TRECHO DA PÁGINA:
---------------

A doença na nossa oferta de alimentos - Por Michael Pollan

A doença na nossa oferta de alimentos - Por Michael Pollan

“Somente quando a maré baixa”, observou Warren Buffett, “você descobre quem está nadando nu.” Para a nossa sociedade, a pandemia de Covid-19 representa uma maré vazante de proporções históricas, que expõe vulnerabilidades e desigualdades nuas que, em tempos normais, não foram descobertas. Em nenhum lugar isso é mais evidente do que no sistema alimentar americano. Uma série de choques expôs elos fracos em nossa cadeia alimentar que ameaçam deixar as prateleiras dos supermercados tão irregulares e imprevisíveis quanto as do antigo bloco soviético.

O próprio sistema que tornou possível a generosidade do supermercado americano – sua eficiência e capacidade de “empilhar alto e vender barato” – de repente parece questionável, se não equivocado. Mas os problemas que o novo coronavírus revelou não se limitam à maneira como produzimos e distribuímos alimentos. Eles também aparecem em nossos pratos, já que a dieta oferecida no final da cadeia alimentar industrial está ligada exatamente aos tipos de doenças crônicas que nos tornam mais vulneráveis ao Covid-19.

---------------

LISTA DE DADOS:
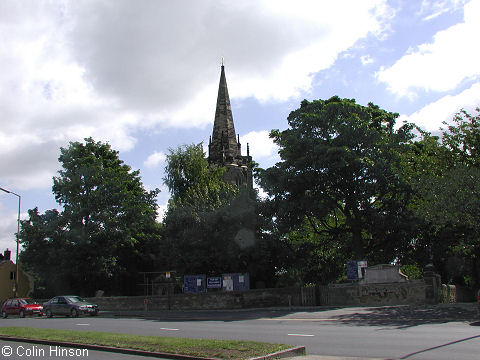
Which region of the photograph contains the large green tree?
[259,97,413,262]
[21,138,158,295]
[405,109,480,285]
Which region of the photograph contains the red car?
[2,298,43,318]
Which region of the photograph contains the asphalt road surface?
[0,304,480,360]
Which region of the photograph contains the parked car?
[43,295,98,317]
[2,298,43,318]
[477,290,480,317]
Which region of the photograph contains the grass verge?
[0,326,290,359]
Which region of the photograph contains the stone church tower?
[208,64,253,190]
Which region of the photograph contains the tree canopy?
[259,97,413,261]
[21,138,158,295]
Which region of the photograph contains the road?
[0,304,480,360]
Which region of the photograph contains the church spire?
[209,64,241,164]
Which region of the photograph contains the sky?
[0,0,480,259]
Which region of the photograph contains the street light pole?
[0,187,22,297]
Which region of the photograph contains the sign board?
[183,275,206,294]
[347,260,367,280]
[207,276,222,289]
[222,273,250,291]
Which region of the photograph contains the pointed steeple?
[208,61,241,164]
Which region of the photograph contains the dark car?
[2,298,43,318]
[43,295,98,317]
[477,290,480,317]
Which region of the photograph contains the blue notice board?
[222,273,250,291]
[183,275,206,294]
[207,276,222,289]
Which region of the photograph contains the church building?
[208,64,253,190]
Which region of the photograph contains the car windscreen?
[19,299,36,305]
[65,296,85,302]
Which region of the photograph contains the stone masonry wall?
[89,280,427,311]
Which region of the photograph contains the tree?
[259,97,413,262]
[163,143,238,213]
[409,109,480,285]
[21,138,158,295]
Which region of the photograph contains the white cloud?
[360,55,375,65]
[240,130,280,166]
[143,151,167,169]
[420,0,465,21]
[376,1,480,97]
[399,83,480,132]
[0,0,390,195]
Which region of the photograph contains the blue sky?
[0,0,480,256]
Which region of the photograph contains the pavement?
[99,303,480,325]
[1,303,480,360]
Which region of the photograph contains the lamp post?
[0,187,22,297]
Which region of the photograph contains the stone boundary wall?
[325,280,428,306]
[88,288,301,310]
[89,280,431,311]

---------------

Retome o texto sobre o sistema alimentar americano e continue a partir da última frase. As linhas acima não têm nenhum papel aqui.

RESPOSTA ABAIXO:
A justaposição de imagens nas notícias de agricultores destruindo colheitas e despejando leite com prateleiras vazias de supermercados ou americanos famintos fazendo fila durante horas em bancos de alimentos conta uma história de eficiência econômica enlouquecida. Hoje, os EUA realmente têm duas cadeias alimentares separadas, cada uma fornecendo aproximadamente metade do mercado. A cadeia alimentar de varejo liga um conjunto de agricultores a supermercados, e uma segunda cadeia vincula um conjunto diferente de agricultores a compradores institucionais de alimentos, como restaurantes, escolas e escritórios corporativos. Com o desligamento de grande parte da economia, enquanto os americanos ficam em casa, essa segunda cadeia alimentar entrou em colapso. Mas, devido à maneira como a indústria se desenvolveu nas últimas décadas, é praticamente impossível redirecionar os alimentos normalmente vendidos a granel para instituições para os pontos de venda que agora exigem isso. Ainda há muita comida proveniente de fazendas americanas, mas não há maneira fácil de levá-la onde é necessária.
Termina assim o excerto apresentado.